ACTIVITY: What you return must be an exact copy of the lines in the listing below between the line holding "target | white wall" and the line holding "target | electronic circuit device", inclusive, and nothing more.

__________________________________________________

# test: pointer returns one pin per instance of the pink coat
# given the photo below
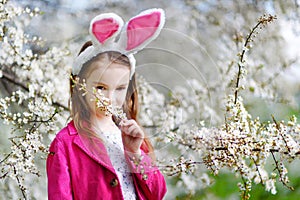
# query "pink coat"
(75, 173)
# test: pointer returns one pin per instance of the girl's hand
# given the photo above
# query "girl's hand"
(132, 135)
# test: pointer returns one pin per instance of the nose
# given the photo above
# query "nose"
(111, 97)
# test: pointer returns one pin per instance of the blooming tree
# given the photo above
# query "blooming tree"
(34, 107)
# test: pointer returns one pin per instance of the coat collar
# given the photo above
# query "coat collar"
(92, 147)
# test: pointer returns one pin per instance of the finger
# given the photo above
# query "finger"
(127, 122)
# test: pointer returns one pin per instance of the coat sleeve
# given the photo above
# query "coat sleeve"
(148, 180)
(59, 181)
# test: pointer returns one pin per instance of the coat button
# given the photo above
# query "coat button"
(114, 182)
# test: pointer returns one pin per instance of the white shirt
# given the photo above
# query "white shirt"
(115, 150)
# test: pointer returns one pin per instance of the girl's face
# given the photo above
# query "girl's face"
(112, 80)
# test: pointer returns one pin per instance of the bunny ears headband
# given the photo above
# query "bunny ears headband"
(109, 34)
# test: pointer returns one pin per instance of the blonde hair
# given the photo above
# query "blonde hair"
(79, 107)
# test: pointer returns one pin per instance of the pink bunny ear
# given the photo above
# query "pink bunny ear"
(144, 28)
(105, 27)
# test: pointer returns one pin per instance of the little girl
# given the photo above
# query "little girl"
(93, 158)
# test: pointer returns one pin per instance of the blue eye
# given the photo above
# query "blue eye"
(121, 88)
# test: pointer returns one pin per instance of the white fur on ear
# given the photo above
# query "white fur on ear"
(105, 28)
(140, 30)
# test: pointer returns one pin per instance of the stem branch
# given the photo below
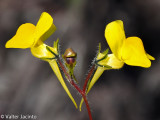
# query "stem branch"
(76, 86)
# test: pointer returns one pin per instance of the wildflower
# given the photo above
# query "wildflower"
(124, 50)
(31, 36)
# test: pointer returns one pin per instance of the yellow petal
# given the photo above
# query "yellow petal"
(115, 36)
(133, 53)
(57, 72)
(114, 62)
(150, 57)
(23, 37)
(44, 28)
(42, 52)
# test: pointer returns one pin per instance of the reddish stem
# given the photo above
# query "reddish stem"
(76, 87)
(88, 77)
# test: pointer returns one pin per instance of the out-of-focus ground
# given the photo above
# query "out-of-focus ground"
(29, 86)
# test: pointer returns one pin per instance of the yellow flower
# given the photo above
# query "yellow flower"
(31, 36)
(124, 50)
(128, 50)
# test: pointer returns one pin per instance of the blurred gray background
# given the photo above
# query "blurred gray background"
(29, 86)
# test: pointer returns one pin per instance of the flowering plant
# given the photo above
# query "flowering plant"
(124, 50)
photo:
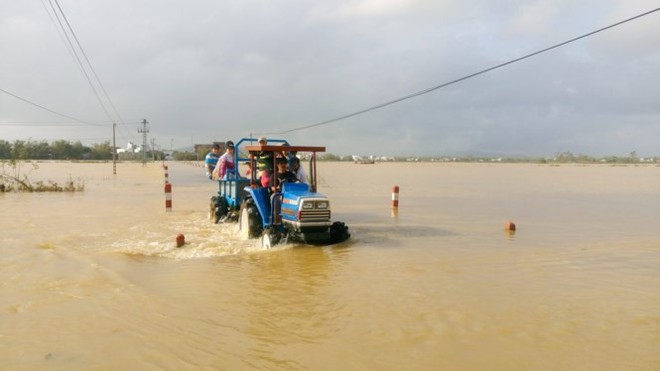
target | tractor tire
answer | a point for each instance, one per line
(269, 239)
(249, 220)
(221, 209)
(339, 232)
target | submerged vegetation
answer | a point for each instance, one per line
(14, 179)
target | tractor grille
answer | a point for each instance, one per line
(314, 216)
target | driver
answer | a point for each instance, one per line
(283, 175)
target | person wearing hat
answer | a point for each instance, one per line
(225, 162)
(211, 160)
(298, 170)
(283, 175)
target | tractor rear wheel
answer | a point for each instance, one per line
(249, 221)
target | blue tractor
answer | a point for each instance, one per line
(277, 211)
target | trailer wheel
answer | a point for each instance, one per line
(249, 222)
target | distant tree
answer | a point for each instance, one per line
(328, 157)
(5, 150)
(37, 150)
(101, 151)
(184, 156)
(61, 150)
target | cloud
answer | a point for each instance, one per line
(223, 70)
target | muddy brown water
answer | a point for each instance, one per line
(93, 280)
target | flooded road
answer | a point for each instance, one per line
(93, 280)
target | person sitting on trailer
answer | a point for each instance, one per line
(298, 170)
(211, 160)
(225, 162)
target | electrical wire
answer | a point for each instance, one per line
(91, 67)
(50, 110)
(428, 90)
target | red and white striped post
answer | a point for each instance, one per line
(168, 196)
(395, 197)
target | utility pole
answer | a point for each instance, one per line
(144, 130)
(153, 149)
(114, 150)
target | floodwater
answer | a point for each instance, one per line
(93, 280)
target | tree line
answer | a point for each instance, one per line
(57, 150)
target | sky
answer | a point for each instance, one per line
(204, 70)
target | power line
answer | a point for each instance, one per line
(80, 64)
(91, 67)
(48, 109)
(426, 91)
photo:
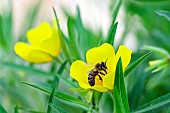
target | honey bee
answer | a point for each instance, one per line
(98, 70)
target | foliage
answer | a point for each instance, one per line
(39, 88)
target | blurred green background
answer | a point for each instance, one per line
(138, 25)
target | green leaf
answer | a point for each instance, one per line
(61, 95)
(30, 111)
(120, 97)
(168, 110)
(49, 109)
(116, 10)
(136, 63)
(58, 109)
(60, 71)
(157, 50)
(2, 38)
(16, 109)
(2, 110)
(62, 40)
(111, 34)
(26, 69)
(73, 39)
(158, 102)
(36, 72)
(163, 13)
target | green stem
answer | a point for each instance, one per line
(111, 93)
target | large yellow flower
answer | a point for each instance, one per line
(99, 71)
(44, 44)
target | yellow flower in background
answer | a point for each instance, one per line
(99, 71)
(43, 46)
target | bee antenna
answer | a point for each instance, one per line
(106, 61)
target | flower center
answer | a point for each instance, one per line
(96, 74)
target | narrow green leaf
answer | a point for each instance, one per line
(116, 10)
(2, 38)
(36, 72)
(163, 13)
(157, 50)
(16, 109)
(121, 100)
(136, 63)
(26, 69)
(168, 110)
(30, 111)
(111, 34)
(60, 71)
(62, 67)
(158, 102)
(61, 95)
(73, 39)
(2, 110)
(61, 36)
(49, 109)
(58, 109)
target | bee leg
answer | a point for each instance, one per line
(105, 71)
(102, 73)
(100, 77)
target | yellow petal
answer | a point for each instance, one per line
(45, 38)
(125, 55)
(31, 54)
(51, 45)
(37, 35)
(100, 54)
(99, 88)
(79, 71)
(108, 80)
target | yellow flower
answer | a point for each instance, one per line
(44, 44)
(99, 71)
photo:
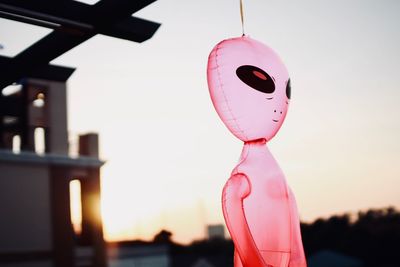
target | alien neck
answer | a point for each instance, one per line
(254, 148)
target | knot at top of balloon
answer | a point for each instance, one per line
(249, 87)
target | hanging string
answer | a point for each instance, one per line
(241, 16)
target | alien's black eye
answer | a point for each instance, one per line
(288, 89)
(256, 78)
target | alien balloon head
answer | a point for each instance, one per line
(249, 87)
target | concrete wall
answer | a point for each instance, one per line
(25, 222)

__________________________________________________

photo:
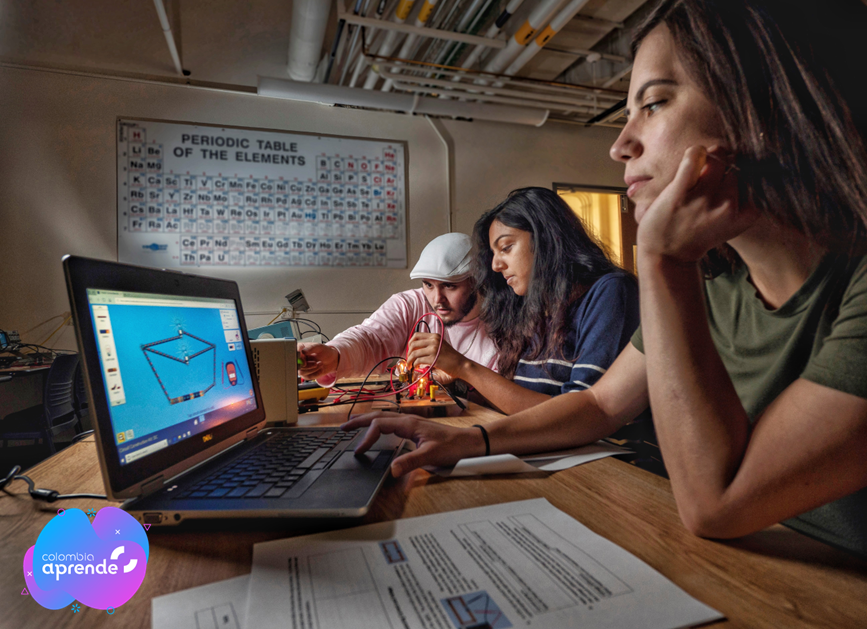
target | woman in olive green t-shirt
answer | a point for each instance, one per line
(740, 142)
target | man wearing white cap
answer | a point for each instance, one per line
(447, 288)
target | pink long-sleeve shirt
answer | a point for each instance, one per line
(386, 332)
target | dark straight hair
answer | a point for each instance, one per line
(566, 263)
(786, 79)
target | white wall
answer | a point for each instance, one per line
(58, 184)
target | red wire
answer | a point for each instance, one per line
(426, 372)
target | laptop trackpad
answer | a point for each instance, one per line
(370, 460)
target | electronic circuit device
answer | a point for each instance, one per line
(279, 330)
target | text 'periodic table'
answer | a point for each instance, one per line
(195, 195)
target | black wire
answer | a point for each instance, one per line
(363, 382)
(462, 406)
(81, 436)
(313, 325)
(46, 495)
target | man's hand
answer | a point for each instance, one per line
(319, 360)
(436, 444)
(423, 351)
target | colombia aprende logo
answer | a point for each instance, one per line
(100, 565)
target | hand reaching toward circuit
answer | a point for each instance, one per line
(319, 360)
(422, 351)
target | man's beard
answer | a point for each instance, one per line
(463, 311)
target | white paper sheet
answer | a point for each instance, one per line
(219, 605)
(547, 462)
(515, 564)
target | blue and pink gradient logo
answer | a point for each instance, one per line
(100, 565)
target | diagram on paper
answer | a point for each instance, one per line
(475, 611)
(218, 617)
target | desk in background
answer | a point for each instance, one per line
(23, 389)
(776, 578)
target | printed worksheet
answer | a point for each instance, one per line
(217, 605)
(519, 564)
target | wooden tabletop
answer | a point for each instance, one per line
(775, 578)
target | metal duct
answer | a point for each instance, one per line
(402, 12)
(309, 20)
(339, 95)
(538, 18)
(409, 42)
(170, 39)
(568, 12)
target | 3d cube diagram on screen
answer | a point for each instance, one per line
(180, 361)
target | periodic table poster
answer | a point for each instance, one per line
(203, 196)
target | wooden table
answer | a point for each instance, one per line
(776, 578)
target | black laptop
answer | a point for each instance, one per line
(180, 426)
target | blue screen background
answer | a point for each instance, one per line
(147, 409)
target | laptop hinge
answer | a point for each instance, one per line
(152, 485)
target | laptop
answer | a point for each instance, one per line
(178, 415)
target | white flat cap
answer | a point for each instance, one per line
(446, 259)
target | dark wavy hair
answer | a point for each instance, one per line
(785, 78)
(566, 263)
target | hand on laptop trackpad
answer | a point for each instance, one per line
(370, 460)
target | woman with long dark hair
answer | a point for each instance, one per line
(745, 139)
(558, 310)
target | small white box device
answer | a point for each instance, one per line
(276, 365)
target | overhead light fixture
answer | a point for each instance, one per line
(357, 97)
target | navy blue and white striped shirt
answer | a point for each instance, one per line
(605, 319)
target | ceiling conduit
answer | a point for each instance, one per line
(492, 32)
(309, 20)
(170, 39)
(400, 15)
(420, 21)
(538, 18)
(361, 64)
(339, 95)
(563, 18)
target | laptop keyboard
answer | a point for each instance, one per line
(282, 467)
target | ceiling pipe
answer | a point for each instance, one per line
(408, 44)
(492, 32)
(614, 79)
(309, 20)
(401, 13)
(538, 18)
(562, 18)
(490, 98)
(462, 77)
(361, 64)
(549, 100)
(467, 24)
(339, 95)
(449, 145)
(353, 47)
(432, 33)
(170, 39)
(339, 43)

__________________________________________________

EXPECTED OUTPUT:
target | white wall
answer | a point for each instance, one per line
(58, 184)
target | red wire
answer | a point for each instance, one per line
(426, 372)
target | laptop trackpad
answer | a point for each instance, one per line
(370, 460)
target | electronic circuit device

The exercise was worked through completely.